> [TUGAS LATIHAN]
• 1. Dalam teks pilihan, berapa kira-kira volume air hangat yang disanding oleh pencerita?
• 2. Teruskan catatan pribadi pencerita dalam teks pilihan, dimulai tepat setelah kalimat terakhirnya.

Jika demikian, permalaikat segala aturan penulisan, apalagi... di sini 'ku hentikan. Baiklah. 'Ku ikuti sekadarnya, agar bisa diajukan biar mendapat cumshot, biar naik pangkat mumpung masih hidup. Itulah masalah entri belakangan ini, terputus-putus. Ini sudah pagi entah beberapa kali berapa harinya. Aku menyanding sekitar 300 ml air hangat, mungkin sekitar 60 derajat celsius. Seperti entah berapa kali pagiku selalu menghadapi Asus Vivobook -yang kini telah pergi entah ke mana- hanya ditukar uang seper-delapan lebih sedikit dari harga belinya. Uah, pertanda baik kalimat lari.
Padahal aku sekadar terbangun dari suatu kesepian eksistensial, dan sebuah entri sekadar harus diselesaikan, apalagi jika sudah mencapai paragraf ketiga dari terakhir. Selembar keju cheddar Amerika memang biasanya harus dikelupas dari sosis ayam tempat ia melekat karena dipanaskan, meski itu lebih mudah dilakukan jika sudah dingin. Namun, ketika dingin, rasanya tidak seenak ketika panas. Sudah cukup deskripsi tidak penting mengenai keju dan sosis, seakan-akan ini jauh di Eropa sana. Aku tidak pernah ingin mengevaluasi, apalagi mengevakuasi apapun.
Jika aku punya tenaga, judul itu akan 'ku ubah. Tidak bagus. Namun, menilik dari rasaku sekarang ini, sudah bagus jika entri ini selesai dan tayang, meski faedahnya bagi diriku sendiri apalagi dunia mungkin tidak ada. Aku yang ke mana-mana menjadi bahan tertawaan, namun tidak lantas pula aku merasa diriku Joker. Aku lebih Jester, yakni, Commander Rick Heatherly. Dari mana idenya aku menamai diri sendiri Viper, Gundo Panther, Reza Jaguar, Herman Puma. Aku ini sekadar Joker Fuel, bahkan sebelum joker, karena aku pengecut. Aku melarikan diri dari mana-mana.

> [DATA TERSEDIA]
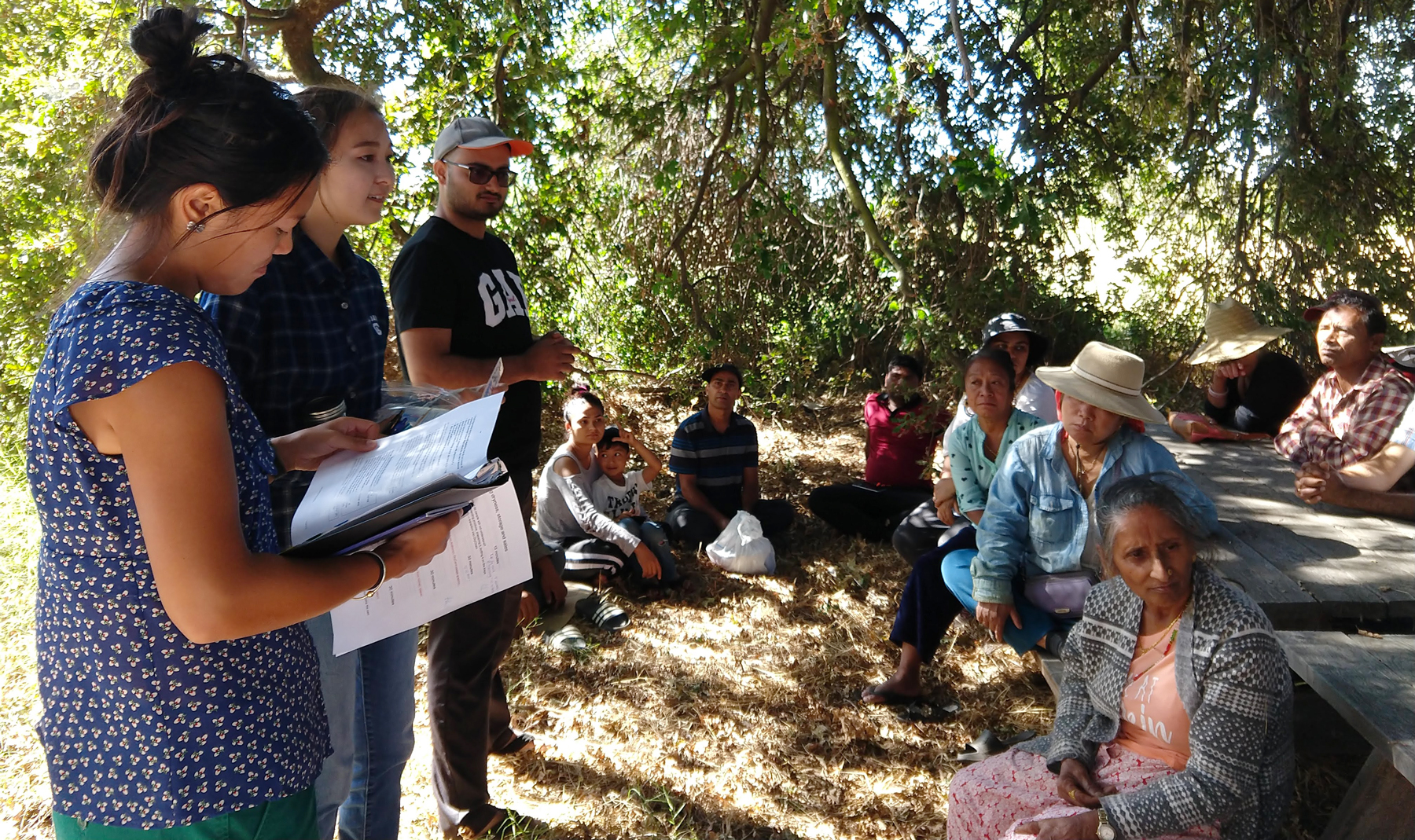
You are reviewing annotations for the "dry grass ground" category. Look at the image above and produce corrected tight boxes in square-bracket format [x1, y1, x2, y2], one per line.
[0, 398, 1354, 840]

> [HASIL LATIHAN]
• 1. Sekitar 300 ml.

• 2.
Lima juta atau enam puluh juta dikali empat dalam setahun sama-sama duitnya, sama-sama habisnya. Perutku kekenyangan bisa gara-gara sekedar seporsi bakmi goreng Jawa, atau bubur ayam entah-entah, taco sarapan ala-ala, masih ditambah muffin sosis ayam, atau bakmi ayam masih harus menghabis fuyunghai dan capcay. Ketika aku sedih, terasa ada yang sakit entah di mana, aku makan. 'Kurasa orang-orang ada yang jika sedih maka tidak makan, tetapi menari menyanyi berlari-larian sesuka hati, seperti 'ku mengajar hukum perburuhan, tidak sesuai satuan acara.
Begitu 'ku lihat di pratinjau setelah satu paragraf aduhai menyakiti mata. Namun akan 'ku tahankan. Sudah gila rasanya saban-saban harus memeriksa pratinjau. Menghambat curahan artistik, terlebih ketika ia sedang membanjir membandang, meski sudah lama sekali yang seperti itu tidak terjadi. Aku senasib dengan Wak Karib dan tidak ada yang senasib dengan kecoak. Ungkapan terima kasih ini membawaku kembali ke lebih dari 35 tahun yang lalu, ketika segala sesuatu terasa seperti apa, ya. Aku tidak menemukan ungkapan yang tepat untuk itu, untuk waktu-waktu itu.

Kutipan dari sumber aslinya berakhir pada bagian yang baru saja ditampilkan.